- **Page extract**:
=-=-=-=-=
Do you have to be a complete nutso to run a car company? This question came to mind the other day when Ford CEO Jim Hackett gave a first-quarter financial briefing via a conference call. Hackett’s an unusual figure in Detroit: he worked for a furniture company for 33 years before becoming Ford’s leftfield choice for boss in 2017.

Why leftfield? For a start, he doesn’t follow the corporate-speak rules. Last year he sent an email out to employees that began with the immortal line: ‘2018 was mediocre by any standard. Yes, we made $7 billion…’

You can imagine the factory workers rubbing their chins, saying: ‘Hmm, yes, only $7 billion, how disappoint­ing.’ Meanwhile Hackett was paid a mediocre $17.8 million that year.

But Jim raised more eyebrows during his recent market briefing. After being introduced, Hackett came on the line and said: ‘Thanks, Lynn and hello everyone. And Lynn, let me thank you for doing an incredible job in putting this virtual call together… I’m proud to say that Rudy and Ozzy, my two big girls, are joining me today in the call.’

What? ‘My two big girls’? Was Hackett broadcasti­ng from a Hooters restaurant? Or was he flanked by two grotesquel­y tall twin daughters? In fact, turns out he has two beagles.

Then things got weird. Reporting on Ford’s $2 billion loss, Hackett said: ‘You know, the nature of the times brings to mind the notion of paradox. And I’d like to think of the definition of a paradox as two truths that compete.’ At which point everyone on the line did one of those cartoon ‘holding the phone away and looking at the receiver’ frowns.

Hackett went on: ‘There is no future if we don’t have an economic system that is always on. We didn’t realise there was an off switch. We knew it might go into a recession – more like a dimmer switch – but off.’

Riiiiiiiig­gght. Of course, ‘Ford chief: “There is no future”’ was the only bit that made the headlines. One commentato­r said: ‘He’s the worst sort of chief executive – one who thinks he’s a philosophe­r.’ Ouch.

But Hackett’s just the latest in a long line of CEO eccentrics. Look at the godfather of them all, Henry Ford – known as Crazy Henry to his neighbours. Ford hated cows. He hated Jews. Ford believed jazz music was a Jewish plot to ‘invade’ American culture. To counteract this threat, Ford launched a crusade for good ol’ fashioned Oklahoma-style square dancing. In 1926 he published an instructio­n manual and toured America, campaignin­g for children to be taught it in schools, to learn ‘social training, courtesy, good citizenshi­p, along with rhythm’.
=-=-=-=-=
- **Stored data**:
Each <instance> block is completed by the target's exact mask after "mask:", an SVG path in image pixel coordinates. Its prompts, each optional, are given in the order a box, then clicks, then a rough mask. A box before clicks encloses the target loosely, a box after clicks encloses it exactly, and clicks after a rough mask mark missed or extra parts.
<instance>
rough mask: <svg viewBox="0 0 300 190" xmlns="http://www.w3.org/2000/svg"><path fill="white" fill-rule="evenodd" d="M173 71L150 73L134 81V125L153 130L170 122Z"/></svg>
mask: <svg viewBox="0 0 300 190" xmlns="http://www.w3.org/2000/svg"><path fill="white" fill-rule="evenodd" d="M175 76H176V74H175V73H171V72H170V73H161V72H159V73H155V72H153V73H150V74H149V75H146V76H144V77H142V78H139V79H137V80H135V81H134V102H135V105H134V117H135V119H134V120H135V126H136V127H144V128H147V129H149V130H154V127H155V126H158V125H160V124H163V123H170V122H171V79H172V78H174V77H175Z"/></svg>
=-=-=-=-=
- **Task list**:
A: Answer these questions using the piece on Ford CEO Jim Hackett:
(i) How many years did Hackett work for a furniture company before he became Ford's boss?
(ii) What kind of animals are Rudy and Ozzy?
(iii) In what year did Henry Ford publish an instruction manual on square dancing?
B: Copy word for word a passage from the piece on Ford CEO Jim Hackett. Begin at the words "You can imagine" and stop after "has two beagles.".

- **Answers by task**:
A:
(i) 33 years
(ii) Beagles
(iii) 1926

B:
You can imagine the factory workers rubbing their chins, saying: ‘Hmm, yes, only $7 billion, how disappoint­ing.’ Meanwhile Hackett was paid a mediocre $17.8 million that year.

But Jim raised more eyebrows during his recent market briefing. After being introduced, Hackett came on the line and said: ‘Thanks, Lynn and hello everyone. And Lynn, let me thank you for doing an incredible job in putting this virtual call together… I’m proud to say that Rudy and Ozzy, my two big girls, are joining me today in the call.’

What? ‘My two big girls’? Was Hackett broadcasti­ng from a Hooters restaurant? Or was he flanked by two grotesquel­y tall twin daughters? In fact, turns out he has two beagles.